[THE DATA]:
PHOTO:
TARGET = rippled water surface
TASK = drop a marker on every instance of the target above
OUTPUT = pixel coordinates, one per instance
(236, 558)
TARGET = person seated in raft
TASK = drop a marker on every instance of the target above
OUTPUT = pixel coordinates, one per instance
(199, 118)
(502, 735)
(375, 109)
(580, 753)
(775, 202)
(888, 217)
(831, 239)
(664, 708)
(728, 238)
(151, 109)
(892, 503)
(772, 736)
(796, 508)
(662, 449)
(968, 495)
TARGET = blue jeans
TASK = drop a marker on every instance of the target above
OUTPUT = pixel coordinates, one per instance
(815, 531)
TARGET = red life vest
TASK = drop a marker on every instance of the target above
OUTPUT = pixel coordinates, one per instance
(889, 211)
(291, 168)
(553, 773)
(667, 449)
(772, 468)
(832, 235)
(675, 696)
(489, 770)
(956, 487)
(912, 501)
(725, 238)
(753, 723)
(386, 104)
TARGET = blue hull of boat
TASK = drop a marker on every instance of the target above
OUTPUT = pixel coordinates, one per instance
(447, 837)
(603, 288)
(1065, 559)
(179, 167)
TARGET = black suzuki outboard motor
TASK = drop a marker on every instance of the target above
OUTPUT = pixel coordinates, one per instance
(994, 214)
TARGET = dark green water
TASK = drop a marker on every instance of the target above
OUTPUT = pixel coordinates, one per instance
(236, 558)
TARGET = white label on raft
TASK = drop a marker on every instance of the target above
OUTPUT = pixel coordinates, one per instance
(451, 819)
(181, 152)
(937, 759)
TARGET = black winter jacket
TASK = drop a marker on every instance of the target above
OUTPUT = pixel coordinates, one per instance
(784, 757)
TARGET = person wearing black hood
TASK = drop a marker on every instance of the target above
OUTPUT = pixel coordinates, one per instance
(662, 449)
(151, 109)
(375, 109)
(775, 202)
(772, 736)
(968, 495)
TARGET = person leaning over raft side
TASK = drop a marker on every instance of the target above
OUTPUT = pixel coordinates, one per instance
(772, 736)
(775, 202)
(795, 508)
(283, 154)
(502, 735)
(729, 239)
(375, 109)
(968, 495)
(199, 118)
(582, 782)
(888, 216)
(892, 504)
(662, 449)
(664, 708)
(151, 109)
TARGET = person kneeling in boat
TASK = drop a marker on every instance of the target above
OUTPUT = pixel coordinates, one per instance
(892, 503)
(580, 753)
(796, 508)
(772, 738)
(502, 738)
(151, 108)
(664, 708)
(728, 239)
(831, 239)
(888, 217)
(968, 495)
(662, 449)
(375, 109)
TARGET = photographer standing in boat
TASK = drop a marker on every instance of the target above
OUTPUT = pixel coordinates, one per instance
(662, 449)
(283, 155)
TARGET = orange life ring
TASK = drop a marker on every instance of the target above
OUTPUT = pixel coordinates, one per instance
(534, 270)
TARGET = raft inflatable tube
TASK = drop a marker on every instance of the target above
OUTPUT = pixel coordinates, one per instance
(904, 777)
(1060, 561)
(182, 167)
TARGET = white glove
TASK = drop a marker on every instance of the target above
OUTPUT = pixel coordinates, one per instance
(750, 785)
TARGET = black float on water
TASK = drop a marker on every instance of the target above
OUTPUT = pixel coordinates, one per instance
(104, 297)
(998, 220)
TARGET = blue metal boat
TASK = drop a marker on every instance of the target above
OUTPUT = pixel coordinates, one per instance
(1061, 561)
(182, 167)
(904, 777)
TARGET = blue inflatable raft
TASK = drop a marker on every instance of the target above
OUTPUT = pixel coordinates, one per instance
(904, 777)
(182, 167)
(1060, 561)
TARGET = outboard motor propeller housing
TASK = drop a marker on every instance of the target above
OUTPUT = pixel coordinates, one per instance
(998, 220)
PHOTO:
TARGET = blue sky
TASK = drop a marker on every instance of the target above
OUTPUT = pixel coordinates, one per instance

[WHAT IS BEING ASKED]:
Your answer must be every line from the listing above that holds the string "outboard".

[EXERCISE OUTPUT]:
TARGET = black suzuki outboard motor
TARGET = outboard motor propeller housing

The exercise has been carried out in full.